• _Required action_
Nothing belongs in the answer except the lines of the material that include "photograph".

━━━━

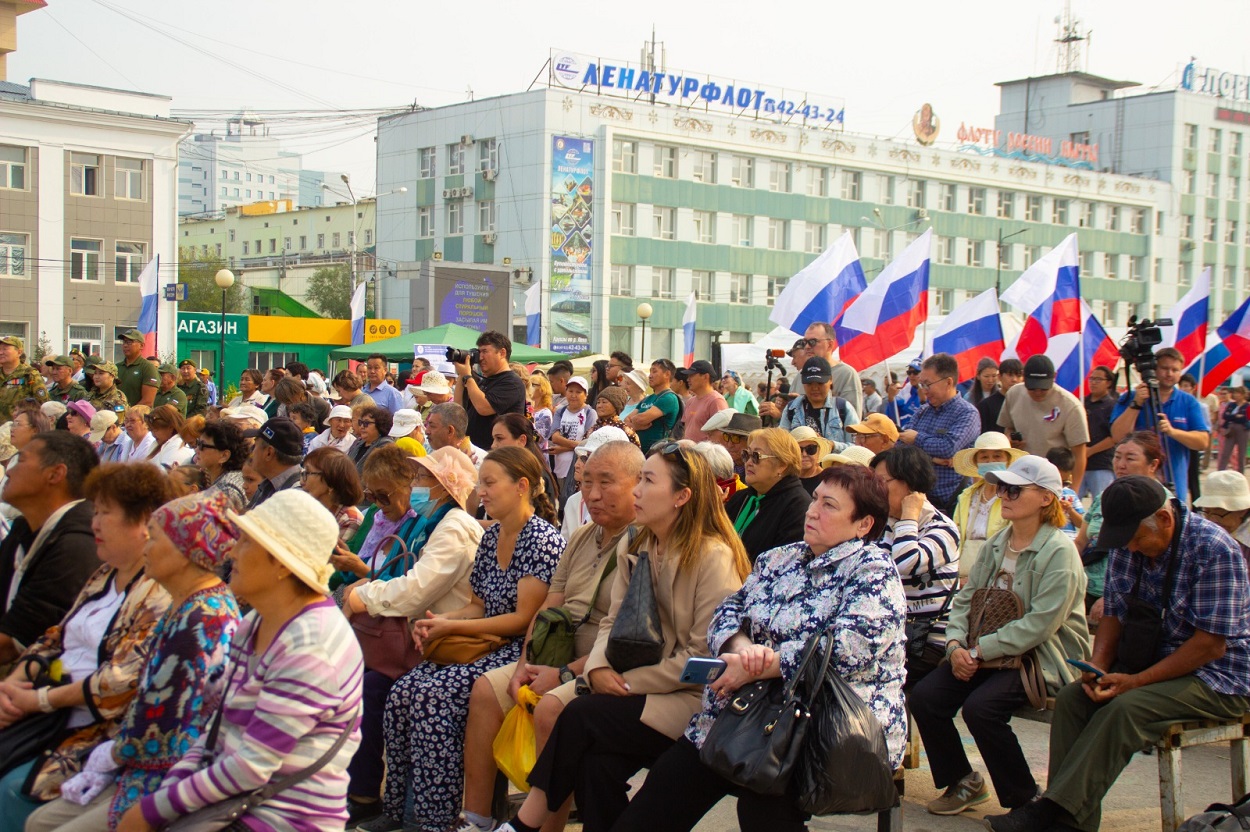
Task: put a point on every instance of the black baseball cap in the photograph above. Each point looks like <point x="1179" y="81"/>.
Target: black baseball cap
<point x="1125" y="504"/>
<point x="281" y="434"/>
<point x="1039" y="372"/>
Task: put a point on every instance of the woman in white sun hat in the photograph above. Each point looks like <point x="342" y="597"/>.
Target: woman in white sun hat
<point x="978" y="510"/>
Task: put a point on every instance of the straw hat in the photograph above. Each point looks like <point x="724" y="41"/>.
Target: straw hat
<point x="453" y="469"/>
<point x="296" y="530"/>
<point x="965" y="460"/>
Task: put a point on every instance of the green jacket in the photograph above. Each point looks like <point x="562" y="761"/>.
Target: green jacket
<point x="1050" y="580"/>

━━━━

• _Response_
Task: put a point on every instance of the black baseball cap in the photograph above. Each point looks like <point x="1179" y="81"/>.
Task: put a point on every instance of the woman in white sun hat in the photograph above. Each point looks like <point x="342" y="597"/>.
Task: put a point on every instance of the straw hat in the photograph above. Each point looks like <point x="724" y="41"/>.
Task: put a point on every instance of the green jacket in the photograph above. Each point looks like <point x="562" y="761"/>.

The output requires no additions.